● SOURCE PASSAGE:
It is important that readers understand that a change in the leaf program is not a prudent thing to do at this time. Remember the quote: If it ain't broke, don't fix it!
David Winterman, Coronado Drive, Irondequoit
In response to Chris Busby's "Wilmot Waves a Tiny Flag" (September 25): It appears that City had better treat Mr. Busby well. With the kind of cynicism he displayed, he seems to be bucking for a job with the Democrat and Chronicle's editorial board.
My proposal before the Monroe County Legislature --- and the subject of Mr. Busby's editorial --- to provide for a state take-over of the Rochester School District will not pass the legislature. In fact, the Republican majority deemed my proposal a "memorializing resolution," meaning that it was not assigned to a committee, but legislators from both sides have the opportunity to sign the non-binding resolution, and once signed, the resolution will be sent to Jack Doyle, Mayor Johnson, and Governor Pataki.
I have been in the County Legislature for nearly seven years. I have never passed a single piece of legislation, which puts me in good company with the majority of my Democratic colleagues. Perhaps four or five out of hundreds of Democratic referrals have passed the full legislature in the past seven years. The successful referrals dealt with flag poles and tax breaks for seniors. I applaud my few-and-far-between colleagues who have passed less than 1 percent of all Democratic referrals offered over seven years.
With no disrespect to my Democratic colleagues (and with a little professional jealousy, I suppose), I am the kind of legislator who chooses not to put forth motherhood and apple-pie legislation. I represent a very troubled urban district; my conscience and my constituents dictate that I take on the tougher issues. Hence my passion for urban education, housing, and jobs.
Mr. Busby intimates that because the D&C chose poor placement and coverage of my idea, somehow the idea is diminished. He claims that my press conference was littered with TV cameras mostly photographing other TV cameras. He also claims that the TV version of the story received scant coverage that evening. These are purely editorial comments by Mr. Busby, masquerading as hard news. Every local TV news department was present at the press conference, and most if not all featured my legislation in the first 3 to 5 minutes of their broadcasts, coincidentally where hard news is found in a TV news broadcast.

● DATASET EXTRACT:
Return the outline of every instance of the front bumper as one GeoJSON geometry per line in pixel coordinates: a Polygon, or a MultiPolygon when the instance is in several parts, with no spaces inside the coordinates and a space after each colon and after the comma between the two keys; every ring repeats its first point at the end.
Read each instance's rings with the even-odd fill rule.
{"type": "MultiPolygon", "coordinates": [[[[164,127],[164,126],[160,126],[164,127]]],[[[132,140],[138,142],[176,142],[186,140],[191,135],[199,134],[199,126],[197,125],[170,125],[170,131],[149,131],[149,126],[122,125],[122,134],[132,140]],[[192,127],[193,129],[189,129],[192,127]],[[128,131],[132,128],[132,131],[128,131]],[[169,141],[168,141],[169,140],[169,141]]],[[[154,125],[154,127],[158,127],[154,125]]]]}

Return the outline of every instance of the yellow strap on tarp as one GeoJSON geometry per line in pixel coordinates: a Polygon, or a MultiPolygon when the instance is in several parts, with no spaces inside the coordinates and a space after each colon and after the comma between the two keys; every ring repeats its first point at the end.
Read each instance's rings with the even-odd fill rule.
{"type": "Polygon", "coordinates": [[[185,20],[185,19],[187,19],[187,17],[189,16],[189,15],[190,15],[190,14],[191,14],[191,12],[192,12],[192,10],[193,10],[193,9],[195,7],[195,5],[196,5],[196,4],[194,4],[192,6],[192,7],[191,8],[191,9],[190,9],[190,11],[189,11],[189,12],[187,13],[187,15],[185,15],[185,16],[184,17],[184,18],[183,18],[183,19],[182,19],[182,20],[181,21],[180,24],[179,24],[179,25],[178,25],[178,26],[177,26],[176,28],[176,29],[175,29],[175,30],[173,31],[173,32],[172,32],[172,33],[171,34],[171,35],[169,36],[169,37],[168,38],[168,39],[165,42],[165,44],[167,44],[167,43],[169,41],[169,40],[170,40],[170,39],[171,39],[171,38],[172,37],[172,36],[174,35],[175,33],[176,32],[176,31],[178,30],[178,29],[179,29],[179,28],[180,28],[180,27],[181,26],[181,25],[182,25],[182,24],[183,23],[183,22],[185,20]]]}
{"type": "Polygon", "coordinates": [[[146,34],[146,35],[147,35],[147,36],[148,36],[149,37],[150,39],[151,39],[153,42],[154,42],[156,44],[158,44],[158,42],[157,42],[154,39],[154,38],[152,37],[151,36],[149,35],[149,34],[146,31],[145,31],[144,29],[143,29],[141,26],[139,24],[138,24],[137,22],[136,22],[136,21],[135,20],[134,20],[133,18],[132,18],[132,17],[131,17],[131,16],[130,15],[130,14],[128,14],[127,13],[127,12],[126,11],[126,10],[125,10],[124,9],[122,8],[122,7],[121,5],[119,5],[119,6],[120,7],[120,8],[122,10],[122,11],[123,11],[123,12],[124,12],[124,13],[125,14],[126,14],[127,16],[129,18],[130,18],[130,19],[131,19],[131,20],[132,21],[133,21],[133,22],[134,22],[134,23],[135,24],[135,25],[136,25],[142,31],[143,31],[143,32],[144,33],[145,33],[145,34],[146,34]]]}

● YOUR TASKS:
1 – In the letters to the editor, what did the Republican majority deem the proposal for a state take-over of the Rochester School District?
2 – Render this sentence from the letters to the editor in Spanish: "I have been in the County Legislature for nearly seven years."
3 – Continue the letters to the editor from their last sentence.

● RESPONSES TO THE TASKS:
1 – A "memorializing resolution."

2 – He estado en la Legislatura del Condado durante casi siete años.

3 –
But what most disturbed me about Mr. Busby's piece was its naiveté. He seems to have fallen into the trap that too many journalists are falling into when covering politics and government: Busby seems to be saying that since a minority party in a legislative body often has little chance of passing legislation, perhaps the minority party should refrain from such.
Whether minority-sponsored legislation passes or not is hardly the point. Are Busby and other journalists of his ilk really suggesting that we Democrats pack up our legislative tent and go home?
My constituents elected and re-elected me three times to do my best. A state take-over of the Rochester school district may never work. But my primary focus on offering urban-based legislation is to always point out the tremendously debilitating effect poverty has on all facets of the lives of low-income people --- especially children --- in the City of Rochester.
Snide, sarcastic editorializing by City Newspaper about the woes of urban education are hardly in keeping with what I thought was a progressive editorial agenda on the part of your newspaper. If City has changed its editorial position, then I must say to your new civic perspective, and to Mr. Busby: no thanks, Chris.
Christopher J. Wilmot, East Avenue, Rochester (Wilmot is assistant Democratic leader of the Monroe County legislature.)